[start of Source excerpt]

Italy became a liberal Republic in 1946 after the period of fascist rule under Benito Mussolini (1922-1944), The Italian Republic was inaugurated after a referendum in June 1946. As a result of the referendum the monarchy was dissolved. Following the establishment of the Republic, a Constituent Assembly was instituted in order to draw up a Constitution for the new Republic. The Constitution was promulgated in 1948. 2

Article 3 of the 1948 Constitution contains the provision in relation to equality. It states: All citizens have equal social status and are equal before the law, without regard to their sex, race, language, religion, political opinions, and personal or social conditions. It is the duty of the republic to remove all economic and social obstacles that, by limiting the freedom and equality of citizens, prevent full individual development and the participation of all workers in the political, economic, and social organization of the country.

[end of Source excerpt]

Written instruction 1
Using the passage on Italy's 1948 Constitution, decide whether each statement agrees with it: (a) the monarchy was dissolved as a result of the June 1946 referendum; (b) the Constitution was promulgated in 1946; (c) Article 3 gives the republic the duty of removing economic and social obstacles. Answer yes or no for each, and quote the words of the passage that decide it.
Written instruction 2
Carry on the passage about Italy's 1948 Constitution from the point where it stops.
The data that follows is separate material and is not part of the passage on Italy's 1948 Constitution.

[start of Extracted records]

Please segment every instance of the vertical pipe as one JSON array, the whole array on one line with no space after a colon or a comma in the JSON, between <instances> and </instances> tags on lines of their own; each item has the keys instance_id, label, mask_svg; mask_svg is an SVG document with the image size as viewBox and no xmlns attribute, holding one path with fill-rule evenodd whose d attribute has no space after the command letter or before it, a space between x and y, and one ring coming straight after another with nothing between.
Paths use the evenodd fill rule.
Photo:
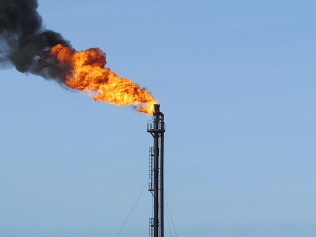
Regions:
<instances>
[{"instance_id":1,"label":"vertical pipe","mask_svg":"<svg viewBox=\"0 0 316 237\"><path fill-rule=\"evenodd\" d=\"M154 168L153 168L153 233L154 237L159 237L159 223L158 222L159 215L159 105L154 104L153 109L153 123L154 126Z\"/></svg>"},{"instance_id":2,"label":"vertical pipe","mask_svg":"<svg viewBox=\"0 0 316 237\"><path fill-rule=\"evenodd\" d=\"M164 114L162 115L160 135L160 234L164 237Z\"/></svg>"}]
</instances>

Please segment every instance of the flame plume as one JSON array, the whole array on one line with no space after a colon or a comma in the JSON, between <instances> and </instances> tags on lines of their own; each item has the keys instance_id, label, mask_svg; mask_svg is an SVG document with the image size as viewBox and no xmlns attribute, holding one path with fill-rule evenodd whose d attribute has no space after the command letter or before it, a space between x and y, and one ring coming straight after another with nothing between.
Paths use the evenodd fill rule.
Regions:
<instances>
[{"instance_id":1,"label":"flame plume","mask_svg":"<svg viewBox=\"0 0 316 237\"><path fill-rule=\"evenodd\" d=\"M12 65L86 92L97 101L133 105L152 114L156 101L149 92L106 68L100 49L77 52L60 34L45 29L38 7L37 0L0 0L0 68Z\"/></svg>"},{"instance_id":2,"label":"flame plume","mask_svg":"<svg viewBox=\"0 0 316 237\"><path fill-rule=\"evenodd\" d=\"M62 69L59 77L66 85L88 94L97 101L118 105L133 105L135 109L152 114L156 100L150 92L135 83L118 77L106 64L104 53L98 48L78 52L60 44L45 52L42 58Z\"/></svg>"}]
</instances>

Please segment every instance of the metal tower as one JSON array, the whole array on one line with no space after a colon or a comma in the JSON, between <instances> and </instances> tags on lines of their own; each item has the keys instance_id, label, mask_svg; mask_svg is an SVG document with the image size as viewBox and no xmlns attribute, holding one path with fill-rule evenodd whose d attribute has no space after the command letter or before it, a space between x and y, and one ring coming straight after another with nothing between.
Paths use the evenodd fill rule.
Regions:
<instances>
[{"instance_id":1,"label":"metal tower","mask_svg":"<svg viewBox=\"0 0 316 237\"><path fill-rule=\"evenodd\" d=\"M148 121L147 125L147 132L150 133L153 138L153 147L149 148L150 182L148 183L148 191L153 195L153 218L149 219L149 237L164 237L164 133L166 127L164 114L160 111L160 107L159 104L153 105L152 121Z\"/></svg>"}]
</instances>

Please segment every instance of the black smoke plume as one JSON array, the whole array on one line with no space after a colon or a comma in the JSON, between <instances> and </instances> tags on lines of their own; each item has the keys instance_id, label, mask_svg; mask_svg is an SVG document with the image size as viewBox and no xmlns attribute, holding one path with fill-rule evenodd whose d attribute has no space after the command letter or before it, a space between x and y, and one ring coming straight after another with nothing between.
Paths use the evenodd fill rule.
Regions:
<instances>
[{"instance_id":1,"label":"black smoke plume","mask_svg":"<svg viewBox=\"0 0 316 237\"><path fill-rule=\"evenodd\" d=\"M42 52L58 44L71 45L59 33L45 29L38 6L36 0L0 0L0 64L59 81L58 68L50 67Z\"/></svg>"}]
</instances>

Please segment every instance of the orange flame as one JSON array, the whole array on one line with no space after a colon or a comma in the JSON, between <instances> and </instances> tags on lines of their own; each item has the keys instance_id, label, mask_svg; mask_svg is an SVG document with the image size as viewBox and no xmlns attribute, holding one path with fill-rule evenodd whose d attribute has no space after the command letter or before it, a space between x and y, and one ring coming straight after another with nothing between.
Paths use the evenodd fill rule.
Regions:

[end of Extracted records]
[start of Extracted records]

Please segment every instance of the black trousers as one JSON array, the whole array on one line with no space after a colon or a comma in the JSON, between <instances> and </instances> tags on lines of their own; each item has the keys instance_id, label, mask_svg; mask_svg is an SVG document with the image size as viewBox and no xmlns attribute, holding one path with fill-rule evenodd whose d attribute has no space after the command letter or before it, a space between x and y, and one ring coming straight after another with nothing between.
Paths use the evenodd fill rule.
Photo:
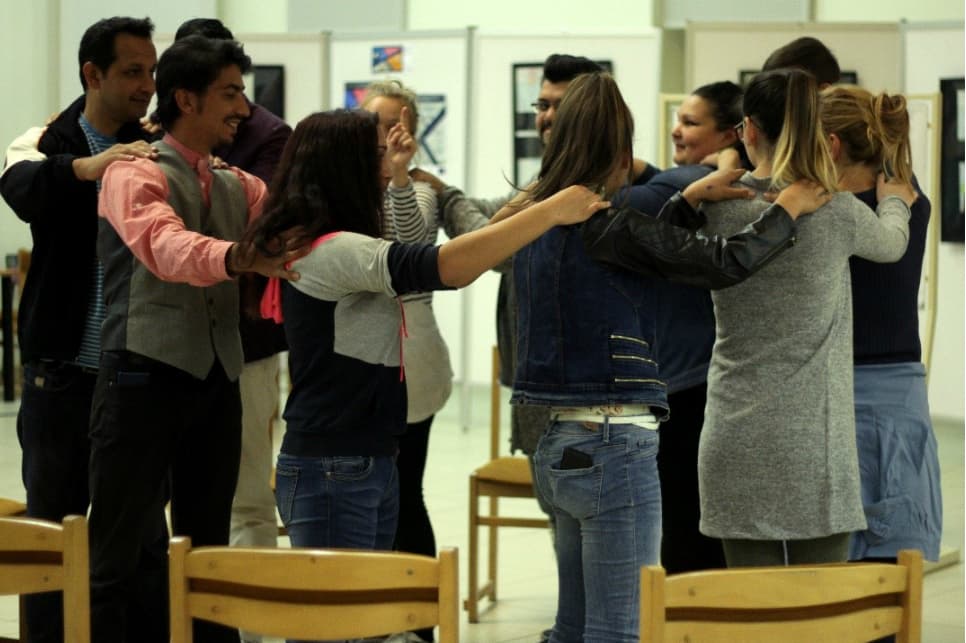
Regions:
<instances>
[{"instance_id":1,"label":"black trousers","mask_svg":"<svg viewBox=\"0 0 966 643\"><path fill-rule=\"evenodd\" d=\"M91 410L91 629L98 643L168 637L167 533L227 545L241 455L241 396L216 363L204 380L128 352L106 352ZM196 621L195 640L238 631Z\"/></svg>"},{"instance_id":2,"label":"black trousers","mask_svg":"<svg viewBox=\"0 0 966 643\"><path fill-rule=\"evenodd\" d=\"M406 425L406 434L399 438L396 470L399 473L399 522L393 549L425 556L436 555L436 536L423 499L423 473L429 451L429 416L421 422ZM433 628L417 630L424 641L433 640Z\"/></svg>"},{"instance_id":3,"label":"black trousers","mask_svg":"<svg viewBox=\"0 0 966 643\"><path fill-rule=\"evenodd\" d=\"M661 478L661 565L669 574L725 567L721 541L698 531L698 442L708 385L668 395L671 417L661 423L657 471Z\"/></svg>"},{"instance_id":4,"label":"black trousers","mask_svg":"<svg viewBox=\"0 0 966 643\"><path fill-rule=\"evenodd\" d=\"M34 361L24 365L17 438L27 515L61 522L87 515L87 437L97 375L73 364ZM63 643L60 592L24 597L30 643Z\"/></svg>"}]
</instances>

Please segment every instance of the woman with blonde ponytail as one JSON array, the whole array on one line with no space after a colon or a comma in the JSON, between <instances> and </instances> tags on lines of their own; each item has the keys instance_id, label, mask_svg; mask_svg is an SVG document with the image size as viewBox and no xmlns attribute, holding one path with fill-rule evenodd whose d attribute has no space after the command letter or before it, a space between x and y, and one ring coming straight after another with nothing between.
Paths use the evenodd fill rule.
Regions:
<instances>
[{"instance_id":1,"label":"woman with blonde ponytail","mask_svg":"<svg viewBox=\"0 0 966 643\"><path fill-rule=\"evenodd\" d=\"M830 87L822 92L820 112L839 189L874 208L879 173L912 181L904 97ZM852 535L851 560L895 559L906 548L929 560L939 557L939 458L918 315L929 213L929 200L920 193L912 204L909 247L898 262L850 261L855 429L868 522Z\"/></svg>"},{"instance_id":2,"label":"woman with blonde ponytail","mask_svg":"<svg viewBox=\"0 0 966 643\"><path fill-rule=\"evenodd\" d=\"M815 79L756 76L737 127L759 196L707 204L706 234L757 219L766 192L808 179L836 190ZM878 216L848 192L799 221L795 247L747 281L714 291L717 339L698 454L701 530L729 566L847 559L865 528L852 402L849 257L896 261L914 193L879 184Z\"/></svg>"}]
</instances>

[end of Extracted records]

Exercise response 1
(a) Yes: "As a result of the referendum the monarchy was dissolved."
(b) No: "The Constitution was promulgated in 1948."
(c) Yes: "It is the duty of the republic to remove all economic and social obstacles"

Exercise response 2
3

During the period of the fascist regime (1922-1944) a legal framework was created in which women were assigned the role of secondary citizens whose place was in the home. In addition to the criminalization of birth control and abortion, the regime also introduced disincentives such as a tax on bachelors and incentives such as ‘birth bonuses’ for women who gave birth regularly. See further De Grazia (1992), Horn (1994) and Krause (1994). 4

Examples of this paradoxical appeal to progressive and traditionalist values in relation to family relations and gender equality abound in the Constitutional text. In Article 29 of the Constitution the family is defined in strictly heteropatriarchal terms as a ‘natural association founded on marriage’. Article 31 of the Constitution combines both a social democratic model of state support to large families and a Roman Catholic social model which gives material and symbolic recognition to the maternal role. Article 31 is framed in the following terms: The Republic furthers family formation and the fulfilment of related tasks by means of economic and other provisions with special regard to large families. The Republic protects maternity, infancy, and youth; it supports and encourages institutions needed for this purpose. 5

See further on this strategy Boccia 2002: 181.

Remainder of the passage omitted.